> Document
+++

Comparison with fippy (Python Implementation)

library(data.table)
library(ggplot2)
library(jsonlite)
library(knitr)
library(glue)
library(here)

# Set seed for reproducibility
set.seed(123)

Overview

This article compares xplainfi’s feature importance implementations with those from fippy, a Python package implementing similar methods. This comparison serves as a regression test to ensure methodological consistency across language implementations.

The comparison includes:

PFI (Permutation Feature Importance)
CFI (Conditional Feature Importance)
RFI (Relative Feature Importance)
SAGE (Shapley Additive Global Importance) - both marginal and conditional variants

Methodology

Both implementations use:

Dataset: Ewald et al. simulation with 5000 observations (sim_dgp_ewald())
Evaluation: Same train/test data (70% train)
Metrics: Mean Squared Error for importance calculations

The Ewald simulation provides an interpretable test case where we can better understand expected feature importance patterns, particularly for conditional methods that account for feature dependencies.

+++

> Supplied entries
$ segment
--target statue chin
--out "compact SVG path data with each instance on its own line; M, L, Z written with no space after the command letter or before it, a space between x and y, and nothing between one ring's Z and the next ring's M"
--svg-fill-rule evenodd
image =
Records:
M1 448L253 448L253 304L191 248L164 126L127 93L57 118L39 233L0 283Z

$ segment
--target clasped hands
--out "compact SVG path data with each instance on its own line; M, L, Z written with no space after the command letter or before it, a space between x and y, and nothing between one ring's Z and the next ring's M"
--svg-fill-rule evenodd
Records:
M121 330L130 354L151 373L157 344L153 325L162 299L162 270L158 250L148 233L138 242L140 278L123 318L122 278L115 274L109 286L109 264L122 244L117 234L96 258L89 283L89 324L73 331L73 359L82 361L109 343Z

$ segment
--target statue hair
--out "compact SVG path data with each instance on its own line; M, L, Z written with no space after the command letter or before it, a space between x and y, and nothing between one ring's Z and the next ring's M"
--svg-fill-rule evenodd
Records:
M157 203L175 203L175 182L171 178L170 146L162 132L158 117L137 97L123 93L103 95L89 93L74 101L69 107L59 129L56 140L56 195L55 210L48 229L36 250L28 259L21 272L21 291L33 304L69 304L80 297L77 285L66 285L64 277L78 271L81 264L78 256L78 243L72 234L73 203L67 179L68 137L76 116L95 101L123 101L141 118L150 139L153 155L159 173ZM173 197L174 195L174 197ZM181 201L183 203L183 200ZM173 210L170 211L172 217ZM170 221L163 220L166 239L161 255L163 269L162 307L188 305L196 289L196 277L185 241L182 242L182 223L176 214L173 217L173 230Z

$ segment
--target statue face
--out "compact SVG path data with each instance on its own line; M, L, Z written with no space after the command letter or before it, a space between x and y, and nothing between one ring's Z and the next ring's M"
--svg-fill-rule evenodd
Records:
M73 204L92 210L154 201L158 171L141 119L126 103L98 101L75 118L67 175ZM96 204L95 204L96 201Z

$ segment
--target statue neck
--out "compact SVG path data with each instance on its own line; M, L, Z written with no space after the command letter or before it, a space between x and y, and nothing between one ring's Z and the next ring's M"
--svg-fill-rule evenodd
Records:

+++

> Directive
According to the fippy comparison article, how many observations does the Ewald et al. simulation dataset contain?

> Correct answer
5000 observations.